# What is asked
Locate each line in the entries below that contains the word "every", and copy those lines out.

Dataset records:
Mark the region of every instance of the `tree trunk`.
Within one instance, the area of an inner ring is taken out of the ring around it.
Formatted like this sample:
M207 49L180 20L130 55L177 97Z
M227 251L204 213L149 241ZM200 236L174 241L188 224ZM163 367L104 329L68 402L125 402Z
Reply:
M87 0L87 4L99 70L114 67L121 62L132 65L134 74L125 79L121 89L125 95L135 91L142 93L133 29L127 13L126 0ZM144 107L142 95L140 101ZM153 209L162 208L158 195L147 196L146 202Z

---

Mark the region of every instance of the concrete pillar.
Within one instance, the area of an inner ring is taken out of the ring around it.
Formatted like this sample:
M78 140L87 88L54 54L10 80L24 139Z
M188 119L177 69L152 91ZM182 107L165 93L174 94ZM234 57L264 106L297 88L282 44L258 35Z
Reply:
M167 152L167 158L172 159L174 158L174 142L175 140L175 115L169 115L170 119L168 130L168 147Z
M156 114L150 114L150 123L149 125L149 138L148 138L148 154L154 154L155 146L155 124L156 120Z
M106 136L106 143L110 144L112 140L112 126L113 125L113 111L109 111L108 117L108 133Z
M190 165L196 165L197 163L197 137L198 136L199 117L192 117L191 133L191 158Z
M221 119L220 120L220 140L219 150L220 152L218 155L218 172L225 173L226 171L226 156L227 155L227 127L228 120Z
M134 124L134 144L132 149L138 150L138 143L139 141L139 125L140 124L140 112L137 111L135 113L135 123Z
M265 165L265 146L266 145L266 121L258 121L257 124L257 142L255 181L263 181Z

...

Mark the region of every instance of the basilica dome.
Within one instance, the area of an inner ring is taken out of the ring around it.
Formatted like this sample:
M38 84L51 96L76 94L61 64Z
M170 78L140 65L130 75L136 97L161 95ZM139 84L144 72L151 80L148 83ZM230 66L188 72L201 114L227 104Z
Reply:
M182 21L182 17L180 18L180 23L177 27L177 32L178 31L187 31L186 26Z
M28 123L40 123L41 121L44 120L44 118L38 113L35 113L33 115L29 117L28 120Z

# Completed task
Mark the region of every instance of the `tree trunk`.
Mark the region of every instance of the concrete pillar.
Mark the region of every instance of the basilica dome.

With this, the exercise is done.